Object position labeling entries:
* * * * * * * * *
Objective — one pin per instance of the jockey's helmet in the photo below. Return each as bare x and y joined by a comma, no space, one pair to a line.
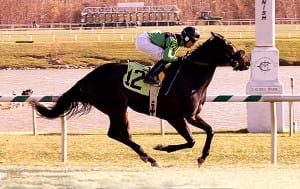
190,34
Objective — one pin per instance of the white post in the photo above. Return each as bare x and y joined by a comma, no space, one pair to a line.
34,124
64,138
264,70
162,127
273,133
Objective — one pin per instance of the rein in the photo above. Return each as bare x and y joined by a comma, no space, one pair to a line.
199,63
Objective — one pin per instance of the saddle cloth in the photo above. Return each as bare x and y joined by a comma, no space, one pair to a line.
134,79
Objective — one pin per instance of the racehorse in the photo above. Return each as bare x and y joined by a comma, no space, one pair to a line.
103,88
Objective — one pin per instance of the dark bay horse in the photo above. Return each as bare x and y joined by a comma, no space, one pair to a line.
103,88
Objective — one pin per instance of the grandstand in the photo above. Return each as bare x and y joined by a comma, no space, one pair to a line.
130,14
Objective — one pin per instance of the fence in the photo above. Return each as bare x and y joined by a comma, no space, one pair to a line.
129,34
272,99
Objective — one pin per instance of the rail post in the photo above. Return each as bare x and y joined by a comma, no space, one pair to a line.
34,123
64,136
273,133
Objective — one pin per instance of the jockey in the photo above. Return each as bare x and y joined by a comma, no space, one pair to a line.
162,46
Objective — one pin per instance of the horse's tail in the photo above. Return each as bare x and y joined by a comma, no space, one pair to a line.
70,103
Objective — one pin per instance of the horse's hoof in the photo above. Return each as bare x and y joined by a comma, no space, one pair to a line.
144,158
158,147
155,164
200,161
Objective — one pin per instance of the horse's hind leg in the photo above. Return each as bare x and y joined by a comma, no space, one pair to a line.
120,131
181,127
197,121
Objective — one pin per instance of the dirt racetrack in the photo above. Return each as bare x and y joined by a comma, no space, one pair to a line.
16,176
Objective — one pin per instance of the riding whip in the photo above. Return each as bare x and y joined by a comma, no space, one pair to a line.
175,76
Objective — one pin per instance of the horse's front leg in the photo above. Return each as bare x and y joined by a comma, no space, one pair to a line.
197,121
181,127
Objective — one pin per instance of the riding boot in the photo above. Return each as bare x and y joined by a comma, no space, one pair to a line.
152,75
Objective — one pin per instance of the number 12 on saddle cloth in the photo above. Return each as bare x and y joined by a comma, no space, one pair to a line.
133,80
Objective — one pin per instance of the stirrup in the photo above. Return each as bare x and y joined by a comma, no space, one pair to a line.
152,81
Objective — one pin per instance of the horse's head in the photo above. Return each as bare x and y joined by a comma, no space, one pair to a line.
220,51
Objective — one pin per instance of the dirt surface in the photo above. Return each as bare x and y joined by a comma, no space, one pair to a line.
16,176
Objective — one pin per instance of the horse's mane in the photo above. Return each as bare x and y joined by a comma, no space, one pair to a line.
199,50
202,52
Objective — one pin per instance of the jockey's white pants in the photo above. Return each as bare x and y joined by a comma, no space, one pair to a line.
144,44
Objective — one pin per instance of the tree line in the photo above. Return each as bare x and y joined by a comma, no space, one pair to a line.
69,11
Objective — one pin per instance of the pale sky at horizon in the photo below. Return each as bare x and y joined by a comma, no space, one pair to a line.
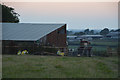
78,15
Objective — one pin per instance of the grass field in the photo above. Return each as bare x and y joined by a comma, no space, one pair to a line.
31,66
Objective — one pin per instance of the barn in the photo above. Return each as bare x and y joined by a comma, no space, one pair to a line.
20,36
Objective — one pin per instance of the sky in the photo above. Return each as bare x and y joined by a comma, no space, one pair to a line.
77,15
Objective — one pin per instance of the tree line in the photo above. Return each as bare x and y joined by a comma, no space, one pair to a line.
9,15
104,32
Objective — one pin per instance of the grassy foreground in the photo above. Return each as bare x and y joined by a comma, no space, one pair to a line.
31,66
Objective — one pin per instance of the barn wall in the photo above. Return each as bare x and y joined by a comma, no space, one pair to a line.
56,38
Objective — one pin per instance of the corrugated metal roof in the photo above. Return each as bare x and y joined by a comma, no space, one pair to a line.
27,31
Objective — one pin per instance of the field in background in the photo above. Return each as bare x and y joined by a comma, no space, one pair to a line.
31,66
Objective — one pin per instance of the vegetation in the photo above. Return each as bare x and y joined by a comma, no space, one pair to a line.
9,15
31,66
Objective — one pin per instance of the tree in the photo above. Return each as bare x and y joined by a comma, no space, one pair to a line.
86,31
9,15
112,30
79,33
105,31
118,30
92,32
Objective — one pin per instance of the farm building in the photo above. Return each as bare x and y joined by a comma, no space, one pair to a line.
19,36
90,37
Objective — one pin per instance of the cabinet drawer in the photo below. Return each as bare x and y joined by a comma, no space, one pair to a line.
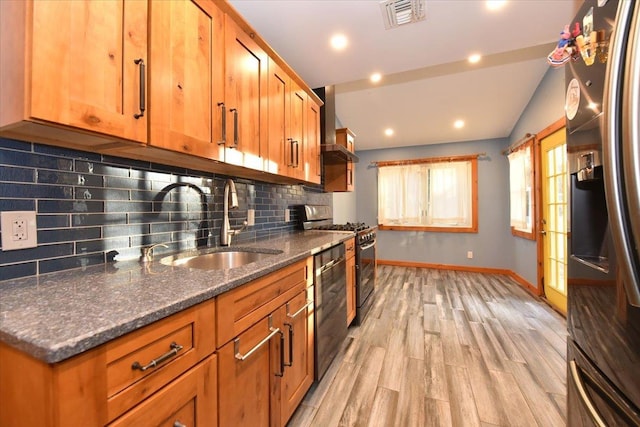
242,307
350,248
140,363
190,400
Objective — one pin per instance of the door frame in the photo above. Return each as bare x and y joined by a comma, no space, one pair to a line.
552,128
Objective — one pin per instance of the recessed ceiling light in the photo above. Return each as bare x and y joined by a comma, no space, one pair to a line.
475,58
495,4
339,41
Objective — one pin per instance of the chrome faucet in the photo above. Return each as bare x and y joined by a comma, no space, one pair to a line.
225,231
147,252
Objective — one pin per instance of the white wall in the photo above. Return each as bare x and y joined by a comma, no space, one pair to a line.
344,207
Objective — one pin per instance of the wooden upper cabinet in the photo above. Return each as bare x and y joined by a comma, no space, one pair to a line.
279,116
296,146
76,64
186,77
312,167
246,68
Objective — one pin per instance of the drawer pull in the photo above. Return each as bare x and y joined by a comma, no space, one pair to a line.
175,348
236,342
304,307
236,345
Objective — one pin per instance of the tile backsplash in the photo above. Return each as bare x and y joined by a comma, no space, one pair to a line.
94,208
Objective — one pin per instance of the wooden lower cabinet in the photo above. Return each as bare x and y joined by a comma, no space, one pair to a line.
190,400
298,318
108,385
265,371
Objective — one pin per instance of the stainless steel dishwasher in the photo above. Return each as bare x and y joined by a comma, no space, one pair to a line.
330,306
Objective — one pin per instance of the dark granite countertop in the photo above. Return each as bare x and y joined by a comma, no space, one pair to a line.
56,316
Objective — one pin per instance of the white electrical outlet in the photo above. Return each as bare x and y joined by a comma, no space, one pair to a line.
19,230
251,217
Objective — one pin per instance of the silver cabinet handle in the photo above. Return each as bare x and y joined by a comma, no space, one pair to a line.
584,396
304,307
236,343
235,127
223,134
175,348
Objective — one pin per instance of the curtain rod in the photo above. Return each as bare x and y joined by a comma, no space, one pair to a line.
510,149
428,160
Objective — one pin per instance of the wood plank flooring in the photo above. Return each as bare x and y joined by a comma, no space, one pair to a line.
445,348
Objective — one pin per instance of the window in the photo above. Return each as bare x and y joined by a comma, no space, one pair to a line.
438,194
521,190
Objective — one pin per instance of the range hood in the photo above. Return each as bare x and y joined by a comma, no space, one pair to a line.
331,152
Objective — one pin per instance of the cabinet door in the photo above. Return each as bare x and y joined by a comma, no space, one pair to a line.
246,68
298,324
297,142
312,167
186,77
83,65
190,400
246,373
279,113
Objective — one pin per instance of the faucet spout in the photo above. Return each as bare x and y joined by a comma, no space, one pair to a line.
230,202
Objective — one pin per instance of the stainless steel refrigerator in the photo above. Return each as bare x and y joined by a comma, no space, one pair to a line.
603,128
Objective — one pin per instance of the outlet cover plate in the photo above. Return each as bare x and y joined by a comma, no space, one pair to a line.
19,230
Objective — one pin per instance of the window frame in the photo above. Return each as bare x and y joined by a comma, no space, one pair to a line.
473,228
530,143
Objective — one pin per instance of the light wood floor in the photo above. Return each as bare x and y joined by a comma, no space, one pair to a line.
444,348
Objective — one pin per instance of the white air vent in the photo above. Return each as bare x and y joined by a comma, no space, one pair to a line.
400,12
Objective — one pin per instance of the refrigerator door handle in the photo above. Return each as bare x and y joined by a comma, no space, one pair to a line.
612,161
584,396
631,147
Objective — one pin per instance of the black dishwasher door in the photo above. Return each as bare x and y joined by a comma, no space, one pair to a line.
330,306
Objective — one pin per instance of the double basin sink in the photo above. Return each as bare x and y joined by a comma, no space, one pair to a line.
219,258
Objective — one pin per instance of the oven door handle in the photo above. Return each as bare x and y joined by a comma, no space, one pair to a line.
370,245
576,375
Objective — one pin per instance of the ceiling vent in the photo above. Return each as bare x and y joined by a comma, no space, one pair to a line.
401,12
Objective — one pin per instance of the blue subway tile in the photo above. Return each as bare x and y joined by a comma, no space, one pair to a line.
67,263
33,191
87,167
70,206
81,220
68,234
16,174
68,178
17,205
52,221
15,271
40,252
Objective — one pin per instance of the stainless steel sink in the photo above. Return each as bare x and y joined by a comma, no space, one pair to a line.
219,259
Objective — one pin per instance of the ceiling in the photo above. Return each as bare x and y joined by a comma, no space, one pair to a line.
427,81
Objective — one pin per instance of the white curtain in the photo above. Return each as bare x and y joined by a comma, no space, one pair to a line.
450,194
520,188
427,194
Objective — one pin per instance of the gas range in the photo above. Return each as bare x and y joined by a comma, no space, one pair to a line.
319,217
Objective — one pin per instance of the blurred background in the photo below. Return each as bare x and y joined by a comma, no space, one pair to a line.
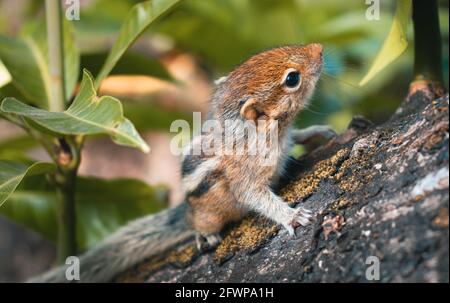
169,73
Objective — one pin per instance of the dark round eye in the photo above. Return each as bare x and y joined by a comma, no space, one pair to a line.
292,79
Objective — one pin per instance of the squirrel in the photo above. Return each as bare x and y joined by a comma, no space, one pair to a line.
270,87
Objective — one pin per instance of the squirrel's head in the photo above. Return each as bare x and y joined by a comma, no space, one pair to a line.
274,84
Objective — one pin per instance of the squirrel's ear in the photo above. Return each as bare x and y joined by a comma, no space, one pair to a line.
249,110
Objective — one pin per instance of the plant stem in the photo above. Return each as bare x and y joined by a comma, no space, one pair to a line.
56,54
67,156
427,41
68,160
67,244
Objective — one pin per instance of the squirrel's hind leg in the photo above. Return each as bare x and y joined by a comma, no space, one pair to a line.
211,210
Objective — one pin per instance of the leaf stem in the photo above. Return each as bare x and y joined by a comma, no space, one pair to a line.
427,41
56,54
68,161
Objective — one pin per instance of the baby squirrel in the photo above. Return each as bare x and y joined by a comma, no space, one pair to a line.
272,86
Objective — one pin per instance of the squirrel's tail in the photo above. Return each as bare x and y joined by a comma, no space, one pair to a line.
138,240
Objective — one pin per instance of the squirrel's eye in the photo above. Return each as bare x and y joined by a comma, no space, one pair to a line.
292,79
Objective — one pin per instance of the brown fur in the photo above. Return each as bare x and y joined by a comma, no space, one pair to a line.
253,91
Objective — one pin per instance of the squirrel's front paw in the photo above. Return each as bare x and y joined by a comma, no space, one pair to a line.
301,216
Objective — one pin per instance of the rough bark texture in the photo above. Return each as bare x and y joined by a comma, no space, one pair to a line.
378,191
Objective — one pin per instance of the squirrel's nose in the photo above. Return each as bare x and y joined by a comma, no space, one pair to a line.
316,48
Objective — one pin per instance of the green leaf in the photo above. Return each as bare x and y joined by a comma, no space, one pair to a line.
5,77
30,73
71,53
15,148
139,18
12,173
102,206
131,63
88,115
395,43
26,59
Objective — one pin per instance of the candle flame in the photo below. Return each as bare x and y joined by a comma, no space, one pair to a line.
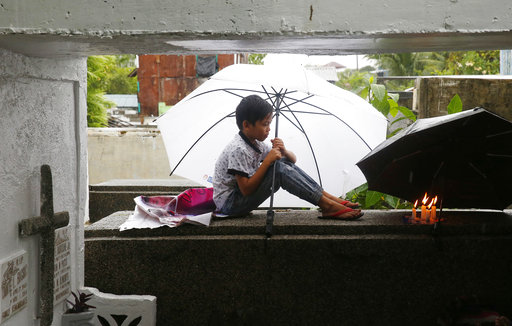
425,199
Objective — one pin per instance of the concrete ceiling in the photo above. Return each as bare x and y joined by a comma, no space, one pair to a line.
76,45
61,28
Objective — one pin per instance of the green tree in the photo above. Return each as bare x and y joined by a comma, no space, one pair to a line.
256,58
470,63
107,74
97,70
118,81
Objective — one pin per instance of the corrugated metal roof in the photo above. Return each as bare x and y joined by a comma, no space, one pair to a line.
123,100
327,73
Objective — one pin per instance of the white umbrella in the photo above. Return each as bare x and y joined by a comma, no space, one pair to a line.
329,129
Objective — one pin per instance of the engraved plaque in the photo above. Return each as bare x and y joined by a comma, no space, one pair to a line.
14,290
62,274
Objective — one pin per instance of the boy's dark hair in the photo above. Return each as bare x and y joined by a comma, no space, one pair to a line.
252,108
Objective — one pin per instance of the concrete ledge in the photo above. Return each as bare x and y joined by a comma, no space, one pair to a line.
376,271
117,195
301,222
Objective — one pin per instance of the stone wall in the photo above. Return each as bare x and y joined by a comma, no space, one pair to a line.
126,153
494,93
43,121
374,271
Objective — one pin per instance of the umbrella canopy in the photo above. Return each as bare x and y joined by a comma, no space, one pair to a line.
464,158
328,128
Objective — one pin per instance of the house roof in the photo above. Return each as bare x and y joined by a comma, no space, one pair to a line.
335,65
123,100
327,73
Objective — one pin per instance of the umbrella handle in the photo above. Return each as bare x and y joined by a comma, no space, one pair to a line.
270,223
270,212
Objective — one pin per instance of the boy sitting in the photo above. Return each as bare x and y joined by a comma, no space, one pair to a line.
243,172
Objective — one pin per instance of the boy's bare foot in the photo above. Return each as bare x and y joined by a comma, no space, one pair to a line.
341,200
331,209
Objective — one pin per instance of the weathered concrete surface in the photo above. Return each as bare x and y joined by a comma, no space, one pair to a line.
43,121
56,28
311,272
494,93
111,196
126,153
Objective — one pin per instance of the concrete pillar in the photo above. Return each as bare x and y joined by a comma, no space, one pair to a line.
506,62
43,122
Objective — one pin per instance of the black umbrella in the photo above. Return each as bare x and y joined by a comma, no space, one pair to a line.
464,158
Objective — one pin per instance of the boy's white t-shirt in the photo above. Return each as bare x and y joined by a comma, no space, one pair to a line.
240,157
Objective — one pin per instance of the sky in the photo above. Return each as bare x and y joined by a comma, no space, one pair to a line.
350,61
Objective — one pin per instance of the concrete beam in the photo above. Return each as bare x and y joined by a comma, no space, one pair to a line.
63,28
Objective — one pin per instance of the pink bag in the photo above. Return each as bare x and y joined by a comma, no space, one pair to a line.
195,201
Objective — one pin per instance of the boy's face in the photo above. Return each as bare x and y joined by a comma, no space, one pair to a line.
259,130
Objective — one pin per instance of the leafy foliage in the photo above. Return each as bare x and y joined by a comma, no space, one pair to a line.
107,74
386,103
80,304
455,105
370,199
256,58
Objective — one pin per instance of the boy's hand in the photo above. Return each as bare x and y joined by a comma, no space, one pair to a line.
273,155
278,143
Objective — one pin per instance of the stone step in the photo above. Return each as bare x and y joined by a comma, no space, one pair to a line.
117,195
374,271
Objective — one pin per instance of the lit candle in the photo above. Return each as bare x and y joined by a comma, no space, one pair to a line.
424,208
429,217
433,214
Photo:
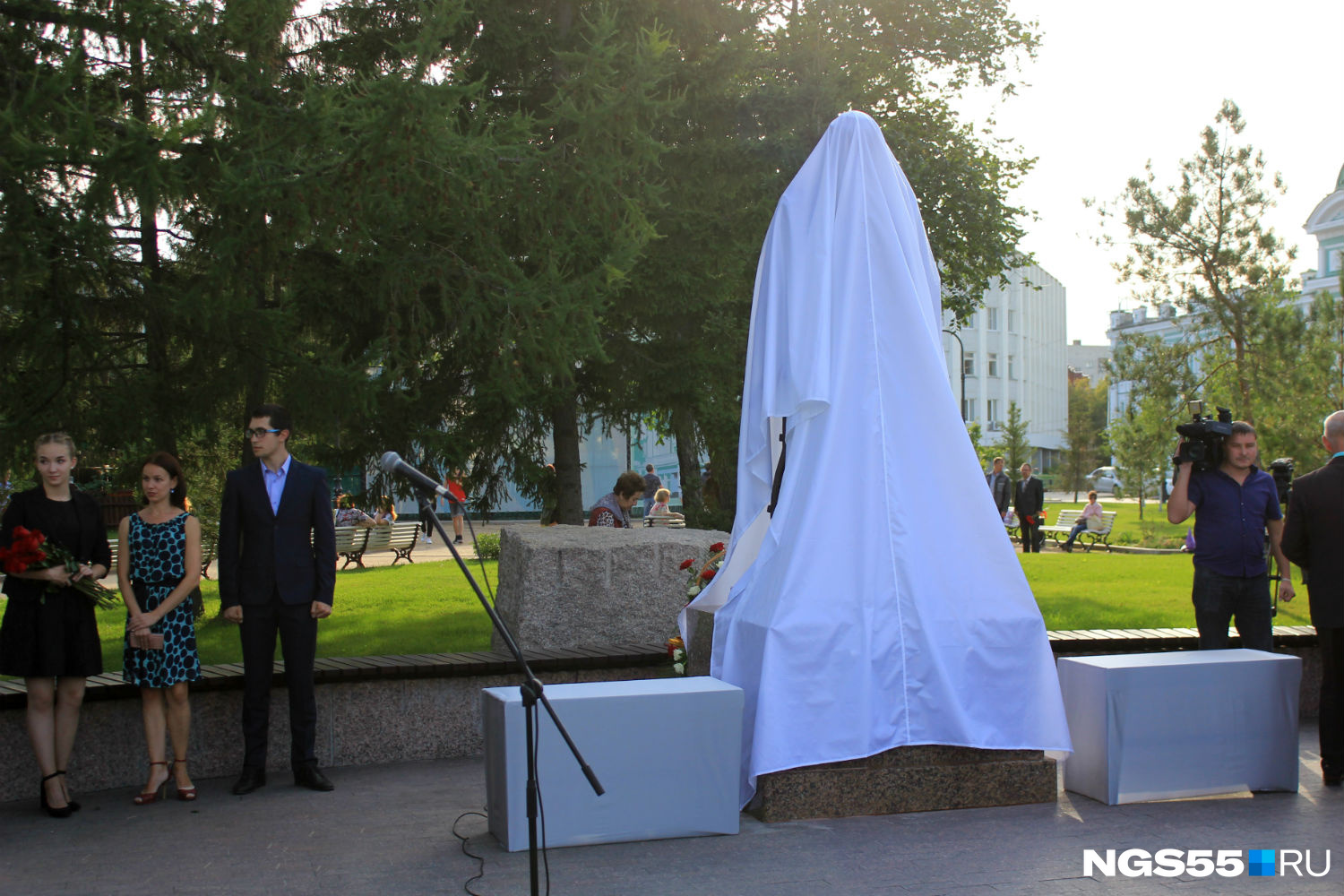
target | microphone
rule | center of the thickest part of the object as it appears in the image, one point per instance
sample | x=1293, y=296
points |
x=392, y=462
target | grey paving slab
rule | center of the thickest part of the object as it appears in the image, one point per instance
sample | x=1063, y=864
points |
x=387, y=829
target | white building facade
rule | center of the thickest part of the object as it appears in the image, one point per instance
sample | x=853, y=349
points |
x=1015, y=351
x=1088, y=360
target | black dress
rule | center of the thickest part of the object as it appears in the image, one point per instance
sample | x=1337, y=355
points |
x=51, y=633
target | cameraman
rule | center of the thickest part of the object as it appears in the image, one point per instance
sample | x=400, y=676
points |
x=1236, y=503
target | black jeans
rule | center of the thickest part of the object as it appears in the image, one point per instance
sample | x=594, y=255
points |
x=298, y=646
x=1218, y=598
x=1331, y=642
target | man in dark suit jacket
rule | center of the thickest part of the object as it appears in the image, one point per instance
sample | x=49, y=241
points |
x=1029, y=500
x=277, y=573
x=1314, y=538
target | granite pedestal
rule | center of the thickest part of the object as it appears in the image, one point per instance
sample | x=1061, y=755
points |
x=570, y=586
x=903, y=780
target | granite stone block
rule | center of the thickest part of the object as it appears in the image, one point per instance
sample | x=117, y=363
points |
x=577, y=586
x=922, y=778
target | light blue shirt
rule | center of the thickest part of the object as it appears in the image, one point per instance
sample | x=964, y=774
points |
x=274, y=482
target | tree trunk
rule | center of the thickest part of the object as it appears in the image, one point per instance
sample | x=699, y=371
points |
x=569, y=487
x=161, y=384
x=688, y=462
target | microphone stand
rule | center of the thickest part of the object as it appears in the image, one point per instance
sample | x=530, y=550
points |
x=530, y=689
* * * * * * * * *
Starting at the line that contains "target | black jeans", repeat each line exactly through the last one in the listing. Include both of those lines and nothing more.

• [Output below]:
target | black jeans
rule | center of the thickest part of the object as it appears in the image, one point per instance
sample | x=594, y=255
points |
x=298, y=646
x=1218, y=598
x=1331, y=642
target | man in dark suit jacket
rule | center of the thickest part of the object as it appears in the image, one point per instance
sample | x=49, y=241
points |
x=1029, y=500
x=277, y=573
x=1314, y=538
target | granite pedestal
rule | center of the thickest part of the object as it appears in the image, one point per instance
sample | x=1061, y=755
points |
x=570, y=586
x=903, y=780
target | granite stone block
rule | center of the thickest part of the object as it appears in the image, one point per instance
sample | x=117, y=363
points |
x=577, y=586
x=922, y=778
target | light blue shirt
rule | center of the thickest part of the object as it appears in the image, one point per instance
sample | x=964, y=774
points |
x=274, y=482
target | tree trunk
rule | center of the thickest part of the object as it appears in the image, one point per instance
sample | x=699, y=371
points |
x=569, y=487
x=161, y=384
x=688, y=462
target | microphone stand
rule | center of the thickest part of the object as it appears in the image, one point per instance
sample | x=530, y=550
points |
x=530, y=689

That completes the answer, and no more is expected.